-- TASK --
Starting at the line that contains "[spot] the truck tailgate, one", copy the entries below verbatim through to the final line.

── ENTRIES PROVIDED ──

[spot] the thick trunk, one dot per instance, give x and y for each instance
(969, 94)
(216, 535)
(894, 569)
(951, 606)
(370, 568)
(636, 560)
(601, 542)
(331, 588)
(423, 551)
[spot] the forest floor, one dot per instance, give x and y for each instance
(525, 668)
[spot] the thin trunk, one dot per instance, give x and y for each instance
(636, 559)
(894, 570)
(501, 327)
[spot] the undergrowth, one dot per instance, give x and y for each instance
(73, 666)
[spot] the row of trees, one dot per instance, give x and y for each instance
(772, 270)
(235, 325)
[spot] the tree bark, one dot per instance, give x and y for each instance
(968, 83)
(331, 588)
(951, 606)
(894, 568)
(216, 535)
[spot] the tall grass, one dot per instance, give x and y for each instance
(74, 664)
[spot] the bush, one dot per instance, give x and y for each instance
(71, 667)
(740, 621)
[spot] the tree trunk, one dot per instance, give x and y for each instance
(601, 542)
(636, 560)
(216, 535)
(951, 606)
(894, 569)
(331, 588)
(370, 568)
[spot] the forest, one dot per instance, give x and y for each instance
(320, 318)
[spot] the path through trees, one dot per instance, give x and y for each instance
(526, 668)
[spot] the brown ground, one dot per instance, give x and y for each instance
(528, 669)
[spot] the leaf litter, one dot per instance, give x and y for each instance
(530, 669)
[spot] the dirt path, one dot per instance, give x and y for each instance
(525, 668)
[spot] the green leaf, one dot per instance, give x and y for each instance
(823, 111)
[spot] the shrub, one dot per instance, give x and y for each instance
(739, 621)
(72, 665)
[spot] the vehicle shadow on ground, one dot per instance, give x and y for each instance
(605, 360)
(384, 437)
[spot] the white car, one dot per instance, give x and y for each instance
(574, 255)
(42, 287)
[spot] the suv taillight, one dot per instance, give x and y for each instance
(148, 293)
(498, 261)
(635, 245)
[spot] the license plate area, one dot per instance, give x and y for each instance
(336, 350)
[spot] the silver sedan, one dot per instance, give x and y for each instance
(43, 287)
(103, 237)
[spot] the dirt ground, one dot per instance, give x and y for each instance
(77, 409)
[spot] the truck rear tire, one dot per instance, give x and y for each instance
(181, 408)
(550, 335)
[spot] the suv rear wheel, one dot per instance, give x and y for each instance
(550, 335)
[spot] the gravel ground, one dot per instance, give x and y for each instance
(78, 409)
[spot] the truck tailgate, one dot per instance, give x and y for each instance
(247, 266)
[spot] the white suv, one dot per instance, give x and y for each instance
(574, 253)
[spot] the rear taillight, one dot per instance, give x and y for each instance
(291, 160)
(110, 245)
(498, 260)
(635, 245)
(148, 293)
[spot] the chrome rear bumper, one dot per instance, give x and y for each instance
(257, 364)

───

-- RESPONSE TO THE EXERCISE --
[spot] the truck tailgate, one dot per instance, give x and y for each instance
(247, 266)
[spot] the white suv, one dot per instance, give x and y for each instance
(574, 253)
[spot] the rear taillight, one dot per instance, give x and y for each instance
(291, 160)
(110, 245)
(498, 260)
(635, 245)
(148, 293)
[spot] the chrome rear bumper, one dot per instance, give x and y for each instance
(257, 364)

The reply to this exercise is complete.